Stored items
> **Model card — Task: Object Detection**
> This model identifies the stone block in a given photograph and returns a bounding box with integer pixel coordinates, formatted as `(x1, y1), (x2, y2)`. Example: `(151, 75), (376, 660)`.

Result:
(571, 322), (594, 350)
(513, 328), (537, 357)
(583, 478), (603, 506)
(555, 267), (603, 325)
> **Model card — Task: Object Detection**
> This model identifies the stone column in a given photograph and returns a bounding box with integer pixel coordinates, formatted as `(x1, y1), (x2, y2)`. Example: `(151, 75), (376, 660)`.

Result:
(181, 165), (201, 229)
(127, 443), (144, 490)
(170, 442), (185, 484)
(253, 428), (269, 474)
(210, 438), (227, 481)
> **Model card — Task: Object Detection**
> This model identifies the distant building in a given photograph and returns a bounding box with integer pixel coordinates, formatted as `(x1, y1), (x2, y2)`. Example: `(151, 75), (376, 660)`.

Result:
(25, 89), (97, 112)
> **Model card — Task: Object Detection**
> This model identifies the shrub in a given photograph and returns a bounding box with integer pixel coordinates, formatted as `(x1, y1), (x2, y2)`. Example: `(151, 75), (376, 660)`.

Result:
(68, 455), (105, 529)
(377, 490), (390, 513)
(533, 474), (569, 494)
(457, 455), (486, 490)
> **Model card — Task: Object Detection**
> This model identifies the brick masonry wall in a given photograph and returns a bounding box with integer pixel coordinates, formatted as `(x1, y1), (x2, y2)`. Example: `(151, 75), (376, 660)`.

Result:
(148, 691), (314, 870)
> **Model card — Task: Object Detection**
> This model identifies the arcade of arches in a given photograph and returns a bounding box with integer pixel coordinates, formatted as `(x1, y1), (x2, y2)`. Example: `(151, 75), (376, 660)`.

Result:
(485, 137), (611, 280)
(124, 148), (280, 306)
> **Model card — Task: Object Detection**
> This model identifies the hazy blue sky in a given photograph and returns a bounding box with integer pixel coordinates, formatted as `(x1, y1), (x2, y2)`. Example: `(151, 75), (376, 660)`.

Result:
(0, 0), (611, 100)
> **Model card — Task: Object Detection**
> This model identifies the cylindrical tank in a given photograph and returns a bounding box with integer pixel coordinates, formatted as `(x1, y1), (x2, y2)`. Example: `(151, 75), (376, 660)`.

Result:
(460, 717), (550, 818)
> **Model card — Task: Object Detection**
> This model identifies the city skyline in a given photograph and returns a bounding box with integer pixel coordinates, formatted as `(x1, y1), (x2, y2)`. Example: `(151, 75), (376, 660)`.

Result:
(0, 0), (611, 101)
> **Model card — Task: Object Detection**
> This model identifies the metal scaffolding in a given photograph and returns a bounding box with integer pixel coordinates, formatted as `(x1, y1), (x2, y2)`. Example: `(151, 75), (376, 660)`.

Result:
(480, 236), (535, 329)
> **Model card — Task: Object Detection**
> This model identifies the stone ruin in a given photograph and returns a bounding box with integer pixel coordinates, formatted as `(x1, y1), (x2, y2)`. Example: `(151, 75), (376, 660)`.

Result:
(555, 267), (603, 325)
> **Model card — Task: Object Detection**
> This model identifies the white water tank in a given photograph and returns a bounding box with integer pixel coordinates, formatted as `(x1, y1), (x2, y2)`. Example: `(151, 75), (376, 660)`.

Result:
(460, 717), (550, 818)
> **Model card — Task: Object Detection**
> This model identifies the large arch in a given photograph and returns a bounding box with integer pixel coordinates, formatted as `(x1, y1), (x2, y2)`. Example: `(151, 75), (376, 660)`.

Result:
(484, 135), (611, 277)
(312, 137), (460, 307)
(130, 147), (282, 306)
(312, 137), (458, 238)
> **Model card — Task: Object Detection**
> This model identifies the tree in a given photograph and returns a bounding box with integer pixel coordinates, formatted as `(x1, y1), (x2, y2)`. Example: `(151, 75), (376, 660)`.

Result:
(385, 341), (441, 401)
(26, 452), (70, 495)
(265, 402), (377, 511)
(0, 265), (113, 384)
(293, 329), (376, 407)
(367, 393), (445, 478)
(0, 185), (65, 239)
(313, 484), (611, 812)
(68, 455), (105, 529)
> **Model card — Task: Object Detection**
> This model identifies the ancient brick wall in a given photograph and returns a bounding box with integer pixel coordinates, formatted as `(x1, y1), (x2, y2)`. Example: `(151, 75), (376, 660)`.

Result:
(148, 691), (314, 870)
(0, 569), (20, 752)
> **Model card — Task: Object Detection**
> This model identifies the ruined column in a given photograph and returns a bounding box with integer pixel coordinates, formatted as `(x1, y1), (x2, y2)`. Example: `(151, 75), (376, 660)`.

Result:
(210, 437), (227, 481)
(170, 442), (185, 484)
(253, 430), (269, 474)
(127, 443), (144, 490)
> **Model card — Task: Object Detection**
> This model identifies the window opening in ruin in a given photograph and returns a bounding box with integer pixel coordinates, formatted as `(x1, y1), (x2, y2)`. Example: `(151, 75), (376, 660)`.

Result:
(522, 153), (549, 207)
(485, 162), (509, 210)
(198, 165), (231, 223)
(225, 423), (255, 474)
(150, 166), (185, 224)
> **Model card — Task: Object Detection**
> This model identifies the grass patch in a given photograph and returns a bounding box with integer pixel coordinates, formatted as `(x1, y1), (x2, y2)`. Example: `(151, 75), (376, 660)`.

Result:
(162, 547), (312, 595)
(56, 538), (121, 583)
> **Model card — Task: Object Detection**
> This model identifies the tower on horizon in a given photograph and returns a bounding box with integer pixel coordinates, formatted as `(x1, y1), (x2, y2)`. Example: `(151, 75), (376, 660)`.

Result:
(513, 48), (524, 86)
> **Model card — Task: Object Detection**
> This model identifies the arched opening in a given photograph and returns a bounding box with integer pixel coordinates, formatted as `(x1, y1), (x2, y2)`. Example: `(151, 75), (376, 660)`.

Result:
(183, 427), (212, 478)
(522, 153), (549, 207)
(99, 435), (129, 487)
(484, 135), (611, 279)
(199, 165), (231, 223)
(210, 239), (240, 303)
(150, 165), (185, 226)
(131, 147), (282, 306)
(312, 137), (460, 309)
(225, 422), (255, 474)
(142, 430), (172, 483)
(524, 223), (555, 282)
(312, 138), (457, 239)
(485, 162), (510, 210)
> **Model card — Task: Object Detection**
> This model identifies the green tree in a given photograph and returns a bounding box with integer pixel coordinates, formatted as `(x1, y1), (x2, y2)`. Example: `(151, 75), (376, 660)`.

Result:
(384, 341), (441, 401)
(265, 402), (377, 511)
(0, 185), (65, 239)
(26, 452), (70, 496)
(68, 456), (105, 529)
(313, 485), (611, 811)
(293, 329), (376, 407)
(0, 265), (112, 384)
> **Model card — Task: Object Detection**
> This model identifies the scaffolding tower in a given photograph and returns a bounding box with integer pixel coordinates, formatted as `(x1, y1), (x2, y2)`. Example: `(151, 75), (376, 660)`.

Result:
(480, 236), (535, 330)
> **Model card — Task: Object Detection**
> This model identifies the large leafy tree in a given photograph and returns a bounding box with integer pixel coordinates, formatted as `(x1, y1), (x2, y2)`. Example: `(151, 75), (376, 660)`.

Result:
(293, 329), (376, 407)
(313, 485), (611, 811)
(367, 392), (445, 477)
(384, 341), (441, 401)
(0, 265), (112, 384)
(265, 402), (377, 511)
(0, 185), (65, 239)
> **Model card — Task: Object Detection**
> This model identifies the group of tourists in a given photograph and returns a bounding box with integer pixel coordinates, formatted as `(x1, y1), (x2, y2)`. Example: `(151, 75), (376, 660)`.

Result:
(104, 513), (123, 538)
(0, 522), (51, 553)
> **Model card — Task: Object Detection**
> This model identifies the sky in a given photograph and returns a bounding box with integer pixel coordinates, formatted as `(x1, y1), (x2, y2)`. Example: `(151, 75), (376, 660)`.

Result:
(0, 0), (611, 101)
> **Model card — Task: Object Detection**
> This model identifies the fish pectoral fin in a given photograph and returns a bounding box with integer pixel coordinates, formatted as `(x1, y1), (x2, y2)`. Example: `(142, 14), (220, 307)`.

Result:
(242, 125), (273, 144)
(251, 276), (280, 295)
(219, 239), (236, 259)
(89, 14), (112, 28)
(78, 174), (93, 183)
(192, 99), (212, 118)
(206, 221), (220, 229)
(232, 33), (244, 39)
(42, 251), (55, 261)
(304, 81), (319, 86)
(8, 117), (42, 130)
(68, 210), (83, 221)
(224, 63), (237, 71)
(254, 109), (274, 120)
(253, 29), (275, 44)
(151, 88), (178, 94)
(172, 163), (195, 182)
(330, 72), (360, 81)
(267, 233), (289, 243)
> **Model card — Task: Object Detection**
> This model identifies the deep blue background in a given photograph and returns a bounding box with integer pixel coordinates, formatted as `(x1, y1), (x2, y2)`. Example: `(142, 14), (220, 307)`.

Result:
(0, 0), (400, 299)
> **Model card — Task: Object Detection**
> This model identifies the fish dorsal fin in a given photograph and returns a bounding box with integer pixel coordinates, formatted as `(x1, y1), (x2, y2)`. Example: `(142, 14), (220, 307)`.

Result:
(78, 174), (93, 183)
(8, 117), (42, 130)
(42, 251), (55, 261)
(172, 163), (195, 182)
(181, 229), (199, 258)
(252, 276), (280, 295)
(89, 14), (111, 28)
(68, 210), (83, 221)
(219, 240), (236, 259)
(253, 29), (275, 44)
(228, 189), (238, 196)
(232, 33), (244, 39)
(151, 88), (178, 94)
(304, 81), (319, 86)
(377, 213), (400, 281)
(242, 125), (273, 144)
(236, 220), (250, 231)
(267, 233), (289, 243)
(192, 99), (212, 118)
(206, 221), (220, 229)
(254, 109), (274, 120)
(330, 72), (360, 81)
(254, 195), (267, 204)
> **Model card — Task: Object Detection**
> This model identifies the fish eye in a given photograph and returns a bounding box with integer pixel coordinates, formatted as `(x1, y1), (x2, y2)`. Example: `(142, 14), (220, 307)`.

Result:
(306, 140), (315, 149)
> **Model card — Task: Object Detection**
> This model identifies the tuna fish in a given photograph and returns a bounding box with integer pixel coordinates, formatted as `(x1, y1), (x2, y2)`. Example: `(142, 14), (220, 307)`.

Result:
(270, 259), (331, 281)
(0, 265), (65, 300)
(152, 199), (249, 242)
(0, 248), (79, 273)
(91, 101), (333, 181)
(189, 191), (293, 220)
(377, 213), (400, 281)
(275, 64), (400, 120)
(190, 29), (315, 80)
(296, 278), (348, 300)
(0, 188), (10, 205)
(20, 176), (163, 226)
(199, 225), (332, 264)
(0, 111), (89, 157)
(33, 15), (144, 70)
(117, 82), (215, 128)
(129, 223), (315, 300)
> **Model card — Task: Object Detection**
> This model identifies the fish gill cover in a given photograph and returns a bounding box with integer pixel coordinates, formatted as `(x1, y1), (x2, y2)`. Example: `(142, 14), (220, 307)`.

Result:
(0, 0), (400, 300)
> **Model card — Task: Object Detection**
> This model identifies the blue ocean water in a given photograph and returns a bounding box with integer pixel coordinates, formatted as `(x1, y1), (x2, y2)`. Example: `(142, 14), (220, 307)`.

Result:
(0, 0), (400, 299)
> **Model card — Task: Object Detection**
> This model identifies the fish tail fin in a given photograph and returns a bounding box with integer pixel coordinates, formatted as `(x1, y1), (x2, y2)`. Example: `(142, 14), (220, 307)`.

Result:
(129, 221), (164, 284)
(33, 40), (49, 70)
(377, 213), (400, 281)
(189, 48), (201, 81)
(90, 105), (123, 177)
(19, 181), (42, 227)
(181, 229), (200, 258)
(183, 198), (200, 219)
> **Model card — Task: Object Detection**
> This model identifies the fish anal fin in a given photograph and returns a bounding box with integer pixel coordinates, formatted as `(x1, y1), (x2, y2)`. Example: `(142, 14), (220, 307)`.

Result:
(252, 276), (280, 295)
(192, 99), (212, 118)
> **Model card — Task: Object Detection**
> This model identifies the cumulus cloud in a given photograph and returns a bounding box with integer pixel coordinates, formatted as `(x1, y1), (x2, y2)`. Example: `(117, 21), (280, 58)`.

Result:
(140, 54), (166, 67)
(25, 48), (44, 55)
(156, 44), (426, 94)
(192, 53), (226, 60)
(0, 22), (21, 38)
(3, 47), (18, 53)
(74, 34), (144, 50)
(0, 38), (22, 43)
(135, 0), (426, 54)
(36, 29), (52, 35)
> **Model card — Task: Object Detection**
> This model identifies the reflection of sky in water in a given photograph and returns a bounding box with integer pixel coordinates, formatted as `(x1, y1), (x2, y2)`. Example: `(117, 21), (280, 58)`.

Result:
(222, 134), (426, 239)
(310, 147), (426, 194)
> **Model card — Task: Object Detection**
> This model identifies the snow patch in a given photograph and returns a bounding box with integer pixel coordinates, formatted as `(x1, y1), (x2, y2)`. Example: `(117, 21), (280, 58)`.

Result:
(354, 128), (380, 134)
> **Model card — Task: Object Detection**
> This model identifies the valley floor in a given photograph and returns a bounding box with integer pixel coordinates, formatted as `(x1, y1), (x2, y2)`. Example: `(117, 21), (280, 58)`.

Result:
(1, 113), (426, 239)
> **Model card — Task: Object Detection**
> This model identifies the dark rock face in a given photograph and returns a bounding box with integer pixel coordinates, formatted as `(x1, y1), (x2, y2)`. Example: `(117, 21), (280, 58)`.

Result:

■ **WHAT YOU HAVE TO DO**
Starting at the first line of the entries above and ending at the line containing "(25, 89), (97, 112)", including both, turn those lines into a numbered list, leaving out any blank lines.

■ **WRITTEN REPLY**
1. > **Model card — Task: Object Detection**
2. > This model identifies the stone block in a given photograph and returns a bounding box with integer pixel coordinates, formatted as `(x1, y1), (x2, y2)`. Example: `(151, 75), (376, 660)`.
3. Result:
4. (571, 322), (594, 350)
5. (513, 328), (537, 357)
6. (583, 478), (603, 506)
7. (555, 267), (603, 325)
8. > **Model card — Task: Object Detection**
9. > This model identifies the stone column in a given photograph and returns a bounding box with integer pixel coordinates, formatted as `(x1, y1), (x2, y2)`. Example: `(151, 75), (376, 660)`.
10. Result:
11. (181, 165), (201, 229)
12. (127, 443), (144, 490)
13. (170, 442), (185, 484)
14. (253, 428), (269, 474)
15. (210, 438), (227, 481)
16. > **Model card — Task: Object Detection**
17. > This model identifies the distant building in a given photograph and returns a bounding box with integer pixel coordinates, formatted as `(x1, y1), (x2, y2)`. Example: `(151, 75), (376, 660)`.
18. Result:
19. (25, 89), (97, 112)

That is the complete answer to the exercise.